■ Extracted text ■
——

ERXLEBEN v. SECRETARY OF HEALTH AND HUMAN SERVICES

No. 14-385V.

RETA ERXLEBEN, Petitioner, v. SECRETARY OF HEALTH AND HUMAN SERVICES, Respondent.

United States Court of Federal Claims.

Editors Note
Applicable Law: 42 U.S.C. § 300
Cause: 42 U.S.C. § 300 Vaccine Injury Act
Nature of Suit: 469 Injury - Other
Source: PACER


Attorney(s) appearing for the Case

RETA ERXLEBEN, Petitioner, Pro Se.

SECRETARY OF HEALTH AND HUMAN SERVICES, Respondent, represented by Sarah Christina Duncan , U. S. Department of Justice.


DECISION1

THOMAS L. GOWEN, Special Master.

On May 4, 2014, Reta Erxleben ("petitioner") filed a petition pursuant to the National Vaccine Injury Compensation Program.2 Petition, ECF No. 1. Petitioner alleged that she suffered from dysphagia, vocal cord dysfunction, and laryngeal dystonia caused-in-fact by an influenza ("flu") vaccine administered on September 14, 2011. Petition at Preamble. As discussed below, petitioner has not been able to obtain a medical opinion supporting her claim. Therefore, this case is dismissed for insufficient proof.

I. Background

On May 4, 2014, petitioner filed her claim in the Vaccine Program. During the initial status conference on June 9, 2014, the undersigned directed petitioner to file outstanding medical records and to subsequently file an expert report opining that the flu vaccine was the cause in fact of petitioner's condition, under Althen v. Sec'y of Health & Human Servs., 418 F.3d 1274, 1278 (Fed. Cir. 2008). Order, filed June 13, 2014 (ECF No. 5). Petitioner secured an expert and filed her two reports. Petitioner's Exhibit 56, filed January 14, 2015 (ECF No. 17); Petitioner's Exhibit 58, filed July 9, 2015 (ECF No. 25). Respondent filed a Rule 4(c) report recommending against compensation, as well as two responsive expert reports. Rule 4(c) report, filed April 15, 2015; Respondent's Exhibit A, filed April 15, 2015 (ECF No. 22); Respondent's Exhibit C, filed December 7, 2015 (ECF No. 34).

During a status conference on January 6, 2016, the undersigned ordered petitioner to have her expert review the additional medical records and to file another report no later than March 7, 2016. Order, filed January 6, 2016 (ECF No. 36). The undersigned scheduled an entitlement hearing to take place on March 9, 2017 and March 10, 2017. Hearing Order, filed February 9, 2016 (ECF No. 38).

At petitioner's request, the undersigned held a status conference on November 22, 2016. Order, filed November 22, 2016 (ECF No. 44). Petitioner reported that her expert was no longer available to support the claim. Id. Accordingly, the undersigned cancelled the hearing scheduled for March 2017. Id. Petitioner's counsel advised that he had already contacted another expert about possibly supporting petitioner's claim. Id. The undersigned directed petitioner to file a status report on this expert's decision no later than December 15, 2016. Id. Petitioner subsequently advised that the second expert was unable to offer an opinion in this case. Status Report, filed December 15, 2016 (ECF No. 45).

——

■ Information shown ■

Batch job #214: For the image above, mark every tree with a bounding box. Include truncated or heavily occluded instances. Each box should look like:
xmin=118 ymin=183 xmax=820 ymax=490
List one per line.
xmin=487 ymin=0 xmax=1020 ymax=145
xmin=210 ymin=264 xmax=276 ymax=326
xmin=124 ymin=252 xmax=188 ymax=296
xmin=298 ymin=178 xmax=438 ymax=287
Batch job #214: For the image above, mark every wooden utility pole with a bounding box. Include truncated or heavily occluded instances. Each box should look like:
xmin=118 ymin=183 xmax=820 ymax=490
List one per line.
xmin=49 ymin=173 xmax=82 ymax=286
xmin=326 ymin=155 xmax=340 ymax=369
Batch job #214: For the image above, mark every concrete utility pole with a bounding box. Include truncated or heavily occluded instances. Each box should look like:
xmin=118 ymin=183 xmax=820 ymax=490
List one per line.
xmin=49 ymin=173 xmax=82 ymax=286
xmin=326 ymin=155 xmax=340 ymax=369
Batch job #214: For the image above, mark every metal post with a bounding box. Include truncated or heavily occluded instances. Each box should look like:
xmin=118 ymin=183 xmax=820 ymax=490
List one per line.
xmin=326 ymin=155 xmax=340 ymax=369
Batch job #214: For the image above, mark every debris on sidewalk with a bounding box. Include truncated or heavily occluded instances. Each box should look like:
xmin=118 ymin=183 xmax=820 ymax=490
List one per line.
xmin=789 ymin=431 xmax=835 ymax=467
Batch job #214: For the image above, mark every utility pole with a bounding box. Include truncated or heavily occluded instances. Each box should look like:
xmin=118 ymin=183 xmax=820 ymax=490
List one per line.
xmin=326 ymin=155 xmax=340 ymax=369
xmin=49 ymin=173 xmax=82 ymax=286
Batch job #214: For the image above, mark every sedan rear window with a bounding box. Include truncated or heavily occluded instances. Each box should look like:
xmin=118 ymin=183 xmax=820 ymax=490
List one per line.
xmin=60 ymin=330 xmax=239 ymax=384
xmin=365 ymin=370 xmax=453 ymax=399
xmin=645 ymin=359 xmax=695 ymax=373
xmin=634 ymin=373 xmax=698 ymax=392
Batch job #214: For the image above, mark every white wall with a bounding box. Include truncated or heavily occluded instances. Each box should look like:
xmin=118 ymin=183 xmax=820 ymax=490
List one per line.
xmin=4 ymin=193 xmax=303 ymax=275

——

■ Questions ■
1 – Answer these questions using the Erxleben vaccine-injury decision.
(a) On what date was the flu vaccine administered?
(b) Who represented the respondent, and for which department?
(c) On which dates was the entitlement hearing scheduled to take place?
2 – Write the next part of the Erxleben vaccine-injury decision, starting after its final sentence.

■ Outputs in order ■
1 –
(a) September 14, 2011.
(b) Sarah Christina Duncan, for the U.S. Department of Justice.
(c) March 9, 2017 and March 10, 2017.

2 –
During a status conference on January 19, 2017, petitioner's counsel stated that he was continuing to seek another expert. Order, filed January 23, 2017 (ECF No. 47). On February 9, 2017, petitioner's counsel indicated that he had not been successful and requested another status conference to discuss how to proceed in light of these circumstances. Status Report, filed February 9, 2017 (ECF No. 48).

Petitioner then filed a report from Dr. Marcel Kinsbourne. Petitioner's Exhibit 75, filed March 28, 2017 (ECF No. 49). In his report, Dr. Kinsbourne offered a diagnosis of paradoxical vocal cord motion disorder ("PVCM"). Id. at 1. He opined that the mechanism of PVCM is uncertain. Id. at 2. However, his "extensive search" of the literature on this disorder "failed to reveal any indication that a vaccination could provoke its onset, or any mechanism by which it might do so. Specifically, there is no suggestion that PVCM might be immune-mediated." Id.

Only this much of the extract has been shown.